* Objective
Rewrite the lines below as a numbered list, leaving out any blank lines.

** BEGIN Excerpted records **

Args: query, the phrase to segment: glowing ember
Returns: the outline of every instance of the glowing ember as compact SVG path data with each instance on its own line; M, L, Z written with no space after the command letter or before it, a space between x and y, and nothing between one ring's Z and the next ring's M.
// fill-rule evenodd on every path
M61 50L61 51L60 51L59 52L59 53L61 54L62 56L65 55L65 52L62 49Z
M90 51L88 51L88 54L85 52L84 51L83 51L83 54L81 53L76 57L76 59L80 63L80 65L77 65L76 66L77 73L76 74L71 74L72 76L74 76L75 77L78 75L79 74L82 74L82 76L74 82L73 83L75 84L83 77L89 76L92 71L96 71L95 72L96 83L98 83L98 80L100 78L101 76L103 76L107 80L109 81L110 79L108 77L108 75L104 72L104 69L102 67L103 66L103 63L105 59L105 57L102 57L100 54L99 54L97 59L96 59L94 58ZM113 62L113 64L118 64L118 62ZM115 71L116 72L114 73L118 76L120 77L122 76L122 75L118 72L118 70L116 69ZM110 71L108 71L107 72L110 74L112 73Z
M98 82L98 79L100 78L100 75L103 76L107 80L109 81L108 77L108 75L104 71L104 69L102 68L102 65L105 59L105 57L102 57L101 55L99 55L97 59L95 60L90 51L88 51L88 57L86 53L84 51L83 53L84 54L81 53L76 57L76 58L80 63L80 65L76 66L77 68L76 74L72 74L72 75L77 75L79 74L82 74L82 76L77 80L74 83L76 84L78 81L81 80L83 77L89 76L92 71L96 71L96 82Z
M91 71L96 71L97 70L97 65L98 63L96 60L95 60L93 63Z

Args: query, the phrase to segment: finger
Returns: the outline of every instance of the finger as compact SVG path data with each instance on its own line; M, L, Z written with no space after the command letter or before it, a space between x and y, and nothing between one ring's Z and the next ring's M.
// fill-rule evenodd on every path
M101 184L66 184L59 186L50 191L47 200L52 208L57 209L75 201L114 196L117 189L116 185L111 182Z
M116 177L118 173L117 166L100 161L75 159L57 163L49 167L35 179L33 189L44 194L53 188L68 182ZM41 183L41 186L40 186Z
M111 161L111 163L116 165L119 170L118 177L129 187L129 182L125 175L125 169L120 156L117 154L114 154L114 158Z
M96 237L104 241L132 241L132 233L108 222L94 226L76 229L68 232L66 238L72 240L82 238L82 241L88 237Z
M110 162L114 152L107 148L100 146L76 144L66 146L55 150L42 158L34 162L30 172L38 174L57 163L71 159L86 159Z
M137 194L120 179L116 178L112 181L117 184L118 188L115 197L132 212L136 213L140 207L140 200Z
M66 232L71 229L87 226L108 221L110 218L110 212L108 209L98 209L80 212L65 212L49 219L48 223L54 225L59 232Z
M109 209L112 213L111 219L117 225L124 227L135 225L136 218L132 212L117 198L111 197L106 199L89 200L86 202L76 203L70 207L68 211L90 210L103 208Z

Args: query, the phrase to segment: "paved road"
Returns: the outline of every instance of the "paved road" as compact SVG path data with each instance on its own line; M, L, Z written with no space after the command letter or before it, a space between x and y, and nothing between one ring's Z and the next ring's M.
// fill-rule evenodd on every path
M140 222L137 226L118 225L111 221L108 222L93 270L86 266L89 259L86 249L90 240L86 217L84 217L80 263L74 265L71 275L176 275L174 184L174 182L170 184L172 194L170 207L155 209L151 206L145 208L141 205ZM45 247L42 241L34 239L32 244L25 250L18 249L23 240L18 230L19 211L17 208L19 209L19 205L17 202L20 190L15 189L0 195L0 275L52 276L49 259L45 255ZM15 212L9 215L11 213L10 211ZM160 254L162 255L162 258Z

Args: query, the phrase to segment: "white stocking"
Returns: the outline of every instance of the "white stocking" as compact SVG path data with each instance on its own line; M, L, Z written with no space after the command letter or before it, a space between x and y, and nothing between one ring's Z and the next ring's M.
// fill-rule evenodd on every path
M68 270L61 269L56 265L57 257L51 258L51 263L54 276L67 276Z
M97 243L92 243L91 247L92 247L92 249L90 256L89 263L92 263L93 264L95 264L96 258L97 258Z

** END Excerpted records **

* Answer to this problem
1. Args: query, the phrase to segment: glowing ember
2. Returns: the outline of every instance of the glowing ember as compact SVG path data with each instance on its own line; M, L, Z written with no space after the command letter or before it, a space between x and y, and nothing between one ring's Z and the next ring's M.
3. // fill-rule evenodd on every path
4. M61 50L61 51L60 51L59 52L59 53L61 54L62 56L65 55L65 52L62 49Z
5. M90 51L88 51L88 54L85 52L84 51L83 51L83 54L81 53L76 57L76 59L80 63L80 65L77 65L76 66L77 73L76 74L71 74L72 76L74 76L75 77L78 75L79 74L82 74L82 76L74 82L73 83L75 84L83 77L89 76L92 71L96 71L95 72L96 83L98 83L98 80L100 78L101 76L103 76L107 80L109 81L110 79L108 77L108 75L104 72L104 69L102 67L103 66L103 63L105 59L105 57L102 57L100 54L99 54L97 59L96 59L94 58ZM113 62L113 64L118 64L118 62ZM115 71L116 72L114 73L118 76L120 77L122 76L122 75L118 72L118 70L116 69ZM110 71L108 71L107 72L110 74L112 73Z
6. M98 82L98 79L100 78L100 75L103 76L107 80L109 81L108 77L108 75L104 71L104 69L102 68L102 65L105 59L105 57L102 57L101 55L99 55L97 59L95 60L90 51L88 51L88 57L86 53L84 51L83 53L84 54L81 53L76 57L76 58L80 63L80 65L76 66L77 68L76 74L72 74L72 75L77 75L79 74L82 74L82 76L77 80L74 83L76 84L78 81L81 80L83 77L89 76L92 71L96 71L96 82Z
7. M91 71L96 71L97 70L97 65L98 63L96 60L95 60L93 63Z
8. Args: query, the phrase to segment: finger
9. Returns: the outline of every instance of the finger as compact SVG path data with each instance on its own line; M, L, Z written with no space after the command letter or before it, a space between x and y, and nothing between one ring's Z and the next ring's M.
10. // fill-rule evenodd on every path
11. M101 184L66 184L59 186L50 191L47 200L52 208L57 209L75 201L114 196L117 189L116 185L111 182Z
12. M116 177L118 173L117 166L100 161L75 159L57 163L49 167L35 179L33 189L44 194L53 188L68 182ZM41 183L41 186L40 186Z
13. M111 161L111 163L116 165L119 170L118 177L129 187L129 182L125 175L125 169L120 156L117 154L114 154L114 158Z
14. M96 237L104 241L132 241L132 233L108 222L94 226L76 229L68 232L66 238L72 240L82 238L82 241L88 237Z
15. M110 162L114 152L107 148L100 146L76 144L66 146L55 150L42 158L34 162L30 172L38 174L57 163L71 159L86 159Z
16. M137 194L120 179L116 178L112 181L117 184L118 188L115 197L132 212L136 213L140 207L140 200Z
17. M66 232L71 229L87 226L108 221L110 218L110 212L108 209L98 209L80 212L65 212L49 219L48 223L54 225L59 232Z
18. M109 209L112 213L111 219L117 225L124 227L135 225L136 218L132 212L117 198L111 197L106 199L89 200L86 202L76 203L70 207L68 211L90 210L103 208Z
19. Args: query, the phrase to segment: "paved road"
20. Returns: the outline of every instance of the "paved road" as compact SVG path data with each instance on its own line; M, L, Z written with no space after the command letter or before it, a space between x and y, and nothing between one ring's Z and the next ring's M.
21. // fill-rule evenodd on every path
22. M140 222L137 226L118 225L111 221L108 222L93 270L86 266L89 259L86 249L90 240L86 217L84 217L80 263L74 265L71 275L176 275L174 184L174 182L170 184L172 194L170 207L155 209L151 206L145 208L141 205ZM45 247L42 241L34 239L32 244L25 250L18 249L23 240L18 230L19 211L17 208L19 209L19 205L17 202L20 190L15 189L0 195L0 275L52 276L49 259L45 255ZM15 212L9 215L11 213L10 211ZM160 254L162 255L162 258Z
23. Args: query, the phrase to segment: "white stocking"
24. Returns: the outline of every instance of the "white stocking" as compact SVG path data with each instance on its own line; M, L, Z written with no space after the command letter or before it, a space between x and y, and nothing between one ring's Z and the next ring's M.
25. // fill-rule evenodd on every path
26. M68 270L61 269L56 265L57 257L51 258L51 263L54 276L67 276Z
27. M97 243L92 243L91 247L92 247L92 249L90 256L89 263L92 263L93 264L95 264L96 258L97 258Z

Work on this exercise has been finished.